Friday, August 7, 2009

Disruption

Osolomama has a great post about adoption disruption, now given the nicey-nice name of "re-homing." Here's a snippet, but be sure to go to her blog to read the whole thing:

There is a lot of talk, when the subject comes up, about not judging. I get that. People deserve help for their kids and themselves. No, I can’t imagine walking in some of their shoes. But the judging is not all about them or individual caseworkers doing their best; it’s a reaction to the idea that you can take this on, walk away when it gets tough, and then bond with other people publicly over your “badly bungled adoptions” boo-hoo because the system is usually there for you and might even hand you another child. Meanwhile, it sure feels like the kids are taking a back seat to everyone else’s needs.

It’s interesting. Nobody even gets glory points for sticking by their handicapped kids or children with autism, including the hard-to-raise kids, the ones they call the wrecking ball disguised as a boy. Most definitely, nobody gets a lollipop for divorcing them. The fact that it’s allowed to happen in adoption says something the industry and about attitudes to adopted kids that we may be reluctant to acknowledge.

8 comments:

Wendy said...

Thanks for the link Malinda, anything to make them feel better about their decision. I guess with too much negative attention on "distruption", they felt they needed yet another nice term "re-homing". Geez.

Anonymous said...

(Natural-language object grounding data)
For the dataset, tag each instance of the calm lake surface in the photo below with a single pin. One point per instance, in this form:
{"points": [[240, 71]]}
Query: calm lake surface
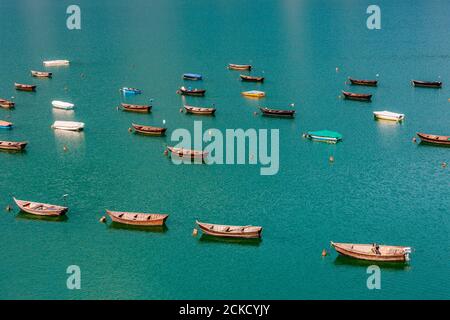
{"points": [[381, 188]]}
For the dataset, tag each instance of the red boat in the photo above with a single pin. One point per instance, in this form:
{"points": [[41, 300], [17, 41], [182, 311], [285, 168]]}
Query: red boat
{"points": [[6, 104], [276, 112], [434, 139], [12, 145], [136, 108], [148, 130], [191, 92], [188, 153], [357, 96], [25, 87]]}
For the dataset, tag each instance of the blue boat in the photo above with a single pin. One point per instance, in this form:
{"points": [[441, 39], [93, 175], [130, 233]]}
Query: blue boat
{"points": [[5, 125], [126, 90], [192, 76]]}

## [Exercises to complete]
[A] In the blog post on adoption disruption, what new name does the post say adoption disruption has been given?
[B] Write out the part of the blog post on adoption disruption that begins at the words "It’s interesting. Nobody" and ends after the words "reluctant to acknowledge.".
[C] Carry the blog post on adoption disruption forward from the point where it stops.

## [Expected outputs]
[A] It has been given the name "re-homing."

[B]
It’s interesting. Nobody even gets glory points for sticking by their handicapped kids or children with autism, including the hard-to-raise kids, the ones they call the wrecking ball disguised as a boy. Most definitely, nobody gets a lollipop for divorcing them. The fact that it’s allowed to happen in adoption says something the industry and about attitudes to adopted kids that we may be reluctant to acknowledge.

[C]
Disruption? Re-homing? OMFG. IT'S ABANDONMENT. These politically correct terms sanitizing what is truly child abuse is SICK.

osolomama said...

Thanks for the shout-out, Malinda. Important topic. I still do wonder if I am judging, and yet I feel this is something we cannot normalize as a society.

Wendy said...

I agree, the more we make it "easier" as far as terms and acceptance as something that just could not be helped, the more the continuation of adoption being second best or children being lucky to be adopted will continue.

malinda said...

I'm also into "not judging," since I haven't lived thier experience, but the key is parental RESPONSIBILITY. When you become a parent, however that happens, you are responsible for the well-being of your child. And it seems to me that when there is "re-homing," there's a confession that the child CAN be parented in some home. So it becomes the parents' RESPONSIBILITY to change themselves and their home into the one that can parent this child. "Re-homing" is just an excuse not to change.

About the only thing I can think of that would make a disruption ok is if there are other children in the home who are in danger -- because then you have RESPONSIBILITY there, too. And that would be a horrible "Sophie's Choice" kind of situation.

We're going to be hearing more about disruptions, I think. For one thing, rates of disruptions are going up. And for another, we're so busy "not judging" that we have more disrupting a-parents willing to talk about thier disruptions.

Anonymous said...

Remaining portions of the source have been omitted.